Aim 1:
Show every line in the records below that contains the word "rocky", copying each one in full.

3. Analysis, results, and discussion

The data were searched for periodicities using the program Period04 (Lenz & Breger 2005). This software package uses single frequency Fourier and multifrequency nonlinear least squares fitting algorithms. The analysis was started by computing the spectral window function and the amplitude spectrum of the data. If a signal was found to be present at a significant level and supposed intrinsic, it was fitted to the data, and its amplitude, frequency and phase were improved to obtain an optimal fit in each filter. Then, a signal-to-noise weighted mean frequency was computed for the data in each filter, adopted for all, and only the amplitudes and phases were optimized.

Consequently, this variation was subtracted from the measurements (we call this procedure “prewhitening”) and the residual amplitude spectrum was computed and examined. If more periodic signals were present, their parameters were optimized together with those of the ones previously detected. Once no significant variation was left in the residuals, the analysis was stopped. A signal was considered significant when it exceeded a signal-to-noise ratio (S/N) of four, following the empirical recommendation by Breger et al. (1993).

Data records:

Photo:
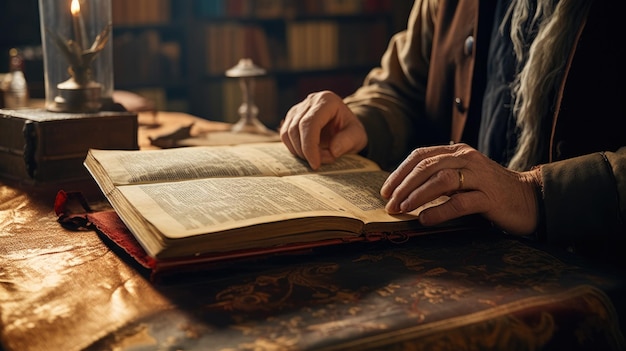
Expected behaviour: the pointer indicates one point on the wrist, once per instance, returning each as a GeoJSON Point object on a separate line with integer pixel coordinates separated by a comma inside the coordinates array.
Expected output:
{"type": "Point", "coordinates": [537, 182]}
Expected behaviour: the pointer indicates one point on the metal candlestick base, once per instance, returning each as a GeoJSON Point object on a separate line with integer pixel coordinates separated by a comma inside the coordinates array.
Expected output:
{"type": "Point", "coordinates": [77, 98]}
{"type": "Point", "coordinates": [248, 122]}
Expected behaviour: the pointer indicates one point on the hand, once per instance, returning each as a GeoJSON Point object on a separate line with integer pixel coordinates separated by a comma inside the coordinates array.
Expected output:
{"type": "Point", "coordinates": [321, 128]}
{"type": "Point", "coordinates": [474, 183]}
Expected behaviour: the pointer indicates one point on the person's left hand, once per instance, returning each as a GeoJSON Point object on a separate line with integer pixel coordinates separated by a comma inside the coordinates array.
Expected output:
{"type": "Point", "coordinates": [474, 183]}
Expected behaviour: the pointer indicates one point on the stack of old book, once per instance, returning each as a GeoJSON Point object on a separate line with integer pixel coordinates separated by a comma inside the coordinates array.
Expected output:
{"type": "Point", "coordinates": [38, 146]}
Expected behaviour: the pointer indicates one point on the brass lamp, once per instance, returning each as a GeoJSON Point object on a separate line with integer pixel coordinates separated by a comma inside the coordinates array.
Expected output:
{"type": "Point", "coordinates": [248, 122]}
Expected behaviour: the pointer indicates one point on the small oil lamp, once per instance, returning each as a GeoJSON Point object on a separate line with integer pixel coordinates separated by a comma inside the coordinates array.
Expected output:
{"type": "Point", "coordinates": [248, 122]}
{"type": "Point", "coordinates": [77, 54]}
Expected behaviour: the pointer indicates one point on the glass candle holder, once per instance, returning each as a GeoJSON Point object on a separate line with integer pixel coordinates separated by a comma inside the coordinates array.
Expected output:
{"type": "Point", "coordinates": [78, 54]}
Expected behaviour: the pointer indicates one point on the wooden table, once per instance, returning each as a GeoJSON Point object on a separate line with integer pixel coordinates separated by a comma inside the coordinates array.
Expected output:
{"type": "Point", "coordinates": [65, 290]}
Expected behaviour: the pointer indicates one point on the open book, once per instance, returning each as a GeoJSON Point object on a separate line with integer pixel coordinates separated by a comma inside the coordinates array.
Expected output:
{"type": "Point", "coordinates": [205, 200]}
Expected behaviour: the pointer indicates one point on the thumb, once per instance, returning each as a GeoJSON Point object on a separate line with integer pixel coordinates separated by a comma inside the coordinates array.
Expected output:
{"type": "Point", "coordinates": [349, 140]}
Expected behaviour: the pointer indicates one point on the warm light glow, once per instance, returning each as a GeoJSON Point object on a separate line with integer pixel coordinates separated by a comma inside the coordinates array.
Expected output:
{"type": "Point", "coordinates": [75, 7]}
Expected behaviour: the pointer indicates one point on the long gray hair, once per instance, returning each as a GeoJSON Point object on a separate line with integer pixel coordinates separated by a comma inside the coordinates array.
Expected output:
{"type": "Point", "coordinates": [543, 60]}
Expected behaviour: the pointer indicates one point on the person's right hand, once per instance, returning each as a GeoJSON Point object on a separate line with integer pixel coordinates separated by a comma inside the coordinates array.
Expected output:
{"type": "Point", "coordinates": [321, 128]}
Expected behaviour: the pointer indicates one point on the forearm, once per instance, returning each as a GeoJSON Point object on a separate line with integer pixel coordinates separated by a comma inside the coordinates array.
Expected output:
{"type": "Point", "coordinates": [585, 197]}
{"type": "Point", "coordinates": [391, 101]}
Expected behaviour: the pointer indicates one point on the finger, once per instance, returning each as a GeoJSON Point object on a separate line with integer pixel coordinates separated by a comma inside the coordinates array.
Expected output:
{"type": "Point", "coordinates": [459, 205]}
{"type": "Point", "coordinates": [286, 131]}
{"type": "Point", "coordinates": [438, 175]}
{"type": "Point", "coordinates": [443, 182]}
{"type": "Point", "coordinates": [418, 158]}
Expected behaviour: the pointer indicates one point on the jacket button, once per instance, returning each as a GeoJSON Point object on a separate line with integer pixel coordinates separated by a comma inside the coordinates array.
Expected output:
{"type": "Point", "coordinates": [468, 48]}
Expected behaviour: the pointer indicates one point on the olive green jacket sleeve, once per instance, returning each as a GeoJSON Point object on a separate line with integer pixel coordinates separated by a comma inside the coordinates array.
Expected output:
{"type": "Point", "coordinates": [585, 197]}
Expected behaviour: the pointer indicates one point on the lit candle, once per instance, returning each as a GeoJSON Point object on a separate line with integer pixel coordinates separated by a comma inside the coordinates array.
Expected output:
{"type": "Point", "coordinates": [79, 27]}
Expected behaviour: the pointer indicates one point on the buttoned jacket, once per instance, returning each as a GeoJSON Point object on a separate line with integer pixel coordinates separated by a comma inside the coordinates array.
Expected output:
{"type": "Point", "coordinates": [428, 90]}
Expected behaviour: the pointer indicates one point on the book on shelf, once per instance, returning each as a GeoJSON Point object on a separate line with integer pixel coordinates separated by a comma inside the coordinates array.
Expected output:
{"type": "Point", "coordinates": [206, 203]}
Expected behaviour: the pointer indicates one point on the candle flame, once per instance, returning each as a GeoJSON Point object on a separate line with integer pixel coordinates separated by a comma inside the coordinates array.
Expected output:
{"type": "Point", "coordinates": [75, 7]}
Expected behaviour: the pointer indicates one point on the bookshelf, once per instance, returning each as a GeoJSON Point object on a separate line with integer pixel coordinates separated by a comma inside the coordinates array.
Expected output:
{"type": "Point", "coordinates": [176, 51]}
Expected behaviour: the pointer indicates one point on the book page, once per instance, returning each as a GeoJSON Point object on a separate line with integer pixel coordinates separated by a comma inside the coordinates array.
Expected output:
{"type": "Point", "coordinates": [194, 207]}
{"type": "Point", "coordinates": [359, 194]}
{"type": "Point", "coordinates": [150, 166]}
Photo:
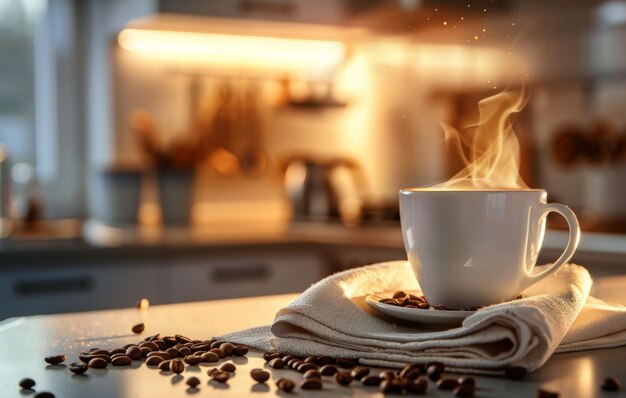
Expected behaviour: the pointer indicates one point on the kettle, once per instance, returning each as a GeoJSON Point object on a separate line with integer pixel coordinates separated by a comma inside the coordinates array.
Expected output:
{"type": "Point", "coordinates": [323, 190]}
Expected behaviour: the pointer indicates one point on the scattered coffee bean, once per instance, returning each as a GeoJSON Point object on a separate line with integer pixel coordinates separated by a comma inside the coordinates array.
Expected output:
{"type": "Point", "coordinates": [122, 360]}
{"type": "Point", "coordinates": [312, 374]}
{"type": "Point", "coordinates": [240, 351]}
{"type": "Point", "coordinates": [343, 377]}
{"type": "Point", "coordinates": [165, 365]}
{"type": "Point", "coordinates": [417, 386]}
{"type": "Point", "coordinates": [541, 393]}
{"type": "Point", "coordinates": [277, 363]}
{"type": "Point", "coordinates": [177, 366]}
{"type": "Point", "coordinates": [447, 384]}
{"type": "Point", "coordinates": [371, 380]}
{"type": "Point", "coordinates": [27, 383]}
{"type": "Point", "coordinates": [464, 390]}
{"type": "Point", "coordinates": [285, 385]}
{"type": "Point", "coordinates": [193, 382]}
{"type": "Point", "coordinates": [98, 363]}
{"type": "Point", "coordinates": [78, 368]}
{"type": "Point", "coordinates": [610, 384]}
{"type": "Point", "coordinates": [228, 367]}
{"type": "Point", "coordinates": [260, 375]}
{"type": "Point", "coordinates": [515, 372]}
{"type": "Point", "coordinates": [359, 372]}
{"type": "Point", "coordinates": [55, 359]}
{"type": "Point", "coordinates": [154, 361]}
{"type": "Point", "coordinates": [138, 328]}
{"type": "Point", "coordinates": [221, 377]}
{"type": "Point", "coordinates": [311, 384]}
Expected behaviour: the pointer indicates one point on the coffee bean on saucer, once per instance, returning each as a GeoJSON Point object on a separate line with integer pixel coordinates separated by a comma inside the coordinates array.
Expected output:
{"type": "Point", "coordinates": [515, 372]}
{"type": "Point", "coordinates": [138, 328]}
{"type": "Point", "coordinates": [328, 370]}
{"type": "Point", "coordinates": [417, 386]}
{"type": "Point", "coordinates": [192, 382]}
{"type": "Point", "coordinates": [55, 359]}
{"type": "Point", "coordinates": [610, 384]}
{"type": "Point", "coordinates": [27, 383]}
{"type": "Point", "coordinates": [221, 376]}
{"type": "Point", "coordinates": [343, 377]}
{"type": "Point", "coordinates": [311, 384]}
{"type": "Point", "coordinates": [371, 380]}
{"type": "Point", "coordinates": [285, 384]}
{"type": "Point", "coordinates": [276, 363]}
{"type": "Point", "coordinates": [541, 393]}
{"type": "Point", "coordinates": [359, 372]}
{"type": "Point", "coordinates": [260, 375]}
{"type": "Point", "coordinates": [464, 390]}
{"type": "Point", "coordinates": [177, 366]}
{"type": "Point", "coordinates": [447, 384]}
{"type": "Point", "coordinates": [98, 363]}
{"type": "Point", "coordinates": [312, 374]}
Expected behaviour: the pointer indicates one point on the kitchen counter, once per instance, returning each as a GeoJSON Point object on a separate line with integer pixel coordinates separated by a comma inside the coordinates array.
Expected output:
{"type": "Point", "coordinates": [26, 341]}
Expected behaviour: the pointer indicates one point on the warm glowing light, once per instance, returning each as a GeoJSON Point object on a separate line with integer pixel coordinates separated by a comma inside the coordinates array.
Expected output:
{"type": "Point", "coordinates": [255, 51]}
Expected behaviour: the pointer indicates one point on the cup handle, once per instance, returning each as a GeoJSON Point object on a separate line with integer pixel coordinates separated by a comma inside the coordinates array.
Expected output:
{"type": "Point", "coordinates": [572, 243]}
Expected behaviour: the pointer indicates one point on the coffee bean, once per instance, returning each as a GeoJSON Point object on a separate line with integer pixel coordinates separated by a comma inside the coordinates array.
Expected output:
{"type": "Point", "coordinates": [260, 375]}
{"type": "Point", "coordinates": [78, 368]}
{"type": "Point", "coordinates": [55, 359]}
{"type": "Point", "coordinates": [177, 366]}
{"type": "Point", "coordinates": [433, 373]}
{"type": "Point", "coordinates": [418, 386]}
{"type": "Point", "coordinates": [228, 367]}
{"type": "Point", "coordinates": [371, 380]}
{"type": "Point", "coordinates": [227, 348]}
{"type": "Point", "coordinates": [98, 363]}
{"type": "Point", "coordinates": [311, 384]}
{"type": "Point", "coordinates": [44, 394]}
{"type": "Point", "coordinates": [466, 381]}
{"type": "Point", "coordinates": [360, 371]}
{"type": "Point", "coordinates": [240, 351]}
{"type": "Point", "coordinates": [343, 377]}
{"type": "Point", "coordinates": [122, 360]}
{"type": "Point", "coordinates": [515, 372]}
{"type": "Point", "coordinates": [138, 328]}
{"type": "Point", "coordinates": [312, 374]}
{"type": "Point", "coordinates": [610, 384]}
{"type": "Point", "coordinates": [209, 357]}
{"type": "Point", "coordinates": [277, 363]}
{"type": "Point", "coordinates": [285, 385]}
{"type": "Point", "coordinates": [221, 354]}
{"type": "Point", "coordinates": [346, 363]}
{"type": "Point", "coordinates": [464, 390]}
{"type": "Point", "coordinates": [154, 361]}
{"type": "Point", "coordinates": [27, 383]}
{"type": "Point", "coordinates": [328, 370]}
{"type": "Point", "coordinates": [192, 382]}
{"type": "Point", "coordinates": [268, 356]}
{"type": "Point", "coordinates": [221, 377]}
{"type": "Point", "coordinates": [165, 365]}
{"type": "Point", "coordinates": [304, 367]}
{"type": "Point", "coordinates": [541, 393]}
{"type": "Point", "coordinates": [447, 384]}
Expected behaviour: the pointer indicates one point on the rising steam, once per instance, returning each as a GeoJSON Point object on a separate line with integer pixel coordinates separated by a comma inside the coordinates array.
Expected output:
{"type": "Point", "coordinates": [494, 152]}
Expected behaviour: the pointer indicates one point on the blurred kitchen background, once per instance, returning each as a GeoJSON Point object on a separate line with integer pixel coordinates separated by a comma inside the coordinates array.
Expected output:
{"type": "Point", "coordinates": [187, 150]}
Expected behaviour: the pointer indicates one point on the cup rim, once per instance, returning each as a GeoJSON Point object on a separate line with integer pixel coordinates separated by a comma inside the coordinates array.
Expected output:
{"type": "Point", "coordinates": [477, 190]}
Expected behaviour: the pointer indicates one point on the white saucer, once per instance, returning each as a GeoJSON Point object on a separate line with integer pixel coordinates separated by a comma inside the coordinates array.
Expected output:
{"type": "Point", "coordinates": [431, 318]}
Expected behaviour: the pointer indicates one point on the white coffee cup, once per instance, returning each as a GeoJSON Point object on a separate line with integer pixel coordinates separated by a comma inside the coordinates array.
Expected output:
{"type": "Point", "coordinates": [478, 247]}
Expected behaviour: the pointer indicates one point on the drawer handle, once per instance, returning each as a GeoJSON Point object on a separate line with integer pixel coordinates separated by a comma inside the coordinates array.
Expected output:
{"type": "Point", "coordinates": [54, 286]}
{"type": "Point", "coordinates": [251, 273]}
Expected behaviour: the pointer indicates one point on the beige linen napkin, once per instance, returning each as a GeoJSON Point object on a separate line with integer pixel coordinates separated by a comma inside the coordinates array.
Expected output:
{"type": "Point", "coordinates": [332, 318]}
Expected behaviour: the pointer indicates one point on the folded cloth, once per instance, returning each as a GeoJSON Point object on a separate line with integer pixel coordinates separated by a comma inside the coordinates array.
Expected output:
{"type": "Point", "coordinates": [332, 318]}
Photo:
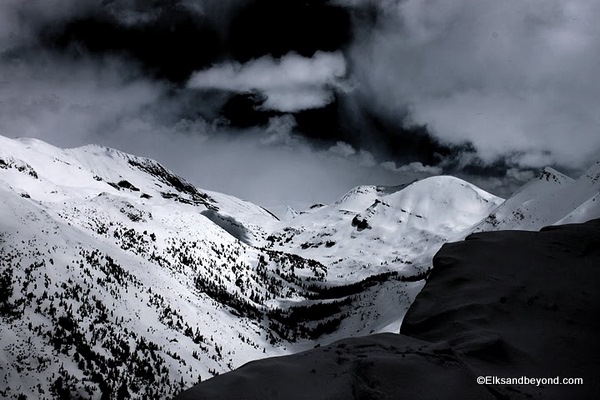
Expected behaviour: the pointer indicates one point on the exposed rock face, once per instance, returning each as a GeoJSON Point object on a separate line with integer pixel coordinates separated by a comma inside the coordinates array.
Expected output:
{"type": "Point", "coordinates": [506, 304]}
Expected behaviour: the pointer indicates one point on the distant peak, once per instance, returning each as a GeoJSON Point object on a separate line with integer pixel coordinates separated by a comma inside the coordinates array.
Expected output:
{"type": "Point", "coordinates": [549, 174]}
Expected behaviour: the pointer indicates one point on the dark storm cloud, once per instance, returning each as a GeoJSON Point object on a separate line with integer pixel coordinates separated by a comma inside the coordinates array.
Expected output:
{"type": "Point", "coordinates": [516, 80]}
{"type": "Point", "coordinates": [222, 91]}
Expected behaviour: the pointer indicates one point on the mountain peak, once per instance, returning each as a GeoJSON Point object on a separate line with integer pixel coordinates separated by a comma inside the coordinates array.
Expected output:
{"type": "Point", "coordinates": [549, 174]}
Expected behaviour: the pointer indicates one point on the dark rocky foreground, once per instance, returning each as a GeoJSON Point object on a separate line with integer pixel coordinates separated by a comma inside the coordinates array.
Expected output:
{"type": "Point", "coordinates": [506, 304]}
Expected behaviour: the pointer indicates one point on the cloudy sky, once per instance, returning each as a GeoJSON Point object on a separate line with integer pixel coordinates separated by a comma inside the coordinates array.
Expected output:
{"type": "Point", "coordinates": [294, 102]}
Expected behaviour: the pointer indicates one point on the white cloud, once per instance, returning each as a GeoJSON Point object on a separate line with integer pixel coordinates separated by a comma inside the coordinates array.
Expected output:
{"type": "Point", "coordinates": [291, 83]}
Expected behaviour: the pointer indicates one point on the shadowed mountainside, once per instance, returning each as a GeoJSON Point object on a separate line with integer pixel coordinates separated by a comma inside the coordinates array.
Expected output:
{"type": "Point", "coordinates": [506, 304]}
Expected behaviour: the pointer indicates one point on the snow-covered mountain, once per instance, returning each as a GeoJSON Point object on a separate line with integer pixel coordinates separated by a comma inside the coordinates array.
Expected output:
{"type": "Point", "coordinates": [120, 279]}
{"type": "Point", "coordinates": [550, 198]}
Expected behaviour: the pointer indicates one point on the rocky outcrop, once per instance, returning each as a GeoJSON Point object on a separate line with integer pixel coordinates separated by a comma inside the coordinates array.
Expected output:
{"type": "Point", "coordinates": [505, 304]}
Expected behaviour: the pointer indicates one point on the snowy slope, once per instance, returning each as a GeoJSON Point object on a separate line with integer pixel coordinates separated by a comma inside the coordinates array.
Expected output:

Aim 2:
Give what comes next in the passage above on the frequency analysis of the data, continuing it from its last sentence.

Final answer 1:
Expected behaviour: the pointer indicates one point on the dark rocky foreground, once per instance, returning each as a GeoJSON Point object on a separate line with integer pixel coordinates separated by a comma inside the coordinates array.
Expected behaviour: the pointer indicates one point on the rocky outcrop, once per instance, returning each as a GeoJSON Point object on a separate line with integer pixel coordinates separated by a comma inside the coordinates array.

Final answer 2:
3.1. κ Sco

The spectral window, as well as original and prewhitened Fourier amplitude spectra of our κ Sco measurements are shown in Fig. 2. As the spectral window function of our light curves is for obvious reasons virtually the same, we only show it once in this paper. For the present example, we calculated it as the Fourier transform of a single noise-free sinusoid with a frequency of 5.003 d-1 and an amplitude of 5.2 mmag. This is the same as the strongest signal in our v filter data, that were also chosen to illustrate the prewhitening process.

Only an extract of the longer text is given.